Heterogeneous Mixture Distribution

The Heterogeneous mixture distribution can be used to assign heterogeneous mixture components to the Mixture Distribution. For example, consider observing a postive float x. We can define a two component mixture to be \(f_1(x \vert \lambda) \sim Exp(\lambda)\) and \(f_2(x \vert \mu, \sigma) \sim LogNormal(\mu, \sigma)\). The only requirement for the components of the heterogeneous mixture is that the components distributions have the same support as the data type of x.

HeterogeneousMixtureDistribution

class dmx.stats.heterogeneous_mixture.HeterogeneousMixtureDistribution(components, w, name=None, keys=(None, None))

HeterogeneousMixtureDistribution object defined by component distributions and weights.

components

List of component distributions (data type T).

Type:

Sequence[SequenceEncodableProbabilityDistribution]

w

Mixture weights assigned from args (w).

Type:

np.ndarray

name

String name for the HeterogeneousMixtureDistribution object.

Type:

Optional[str]

zw

True if a weight is 0.0, else False.

Type:

np.ndarray

log_w

Log of weights (w). Set to -np.inf where zw is True.

Type:

np.ndarray

num_components

Number of components in HeterogeneousMixtureDistribution instance.

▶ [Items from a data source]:
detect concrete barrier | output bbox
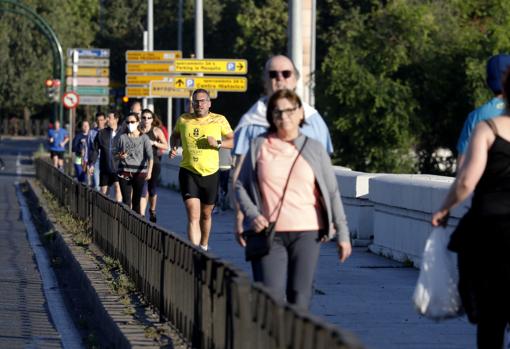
[335,166,380,246]
[369,175,470,267]
[161,156,471,267]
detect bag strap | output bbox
[271,136,308,223]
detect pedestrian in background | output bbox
[457,54,510,170]
[235,89,351,309]
[72,120,90,183]
[140,109,168,223]
[48,120,69,171]
[431,67,510,348]
[118,113,153,214]
[169,89,234,251]
[88,112,125,201]
[85,112,107,191]
[232,55,333,239]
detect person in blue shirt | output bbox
[48,120,69,170]
[85,111,107,191]
[457,54,510,169]
[72,120,90,183]
[232,55,333,246]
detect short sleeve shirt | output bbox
[174,113,233,176]
[457,97,506,154]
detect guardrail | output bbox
[35,159,362,349]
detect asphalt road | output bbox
[0,137,62,348]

▶ [Your instructions]:
Answer these from the heterogeneous mixture page:
(a) What is the only requirement for the components of a heterogeneous mixture?
(b) What type is listed for the attribute w?
(c) What is log_w set to where zw is True?
The records aren't needed here.

▶ [Solution to the problem]:
(a) The component distributions must have the same support as the data type of x.
(b) np.ndarray
(c) -np.inf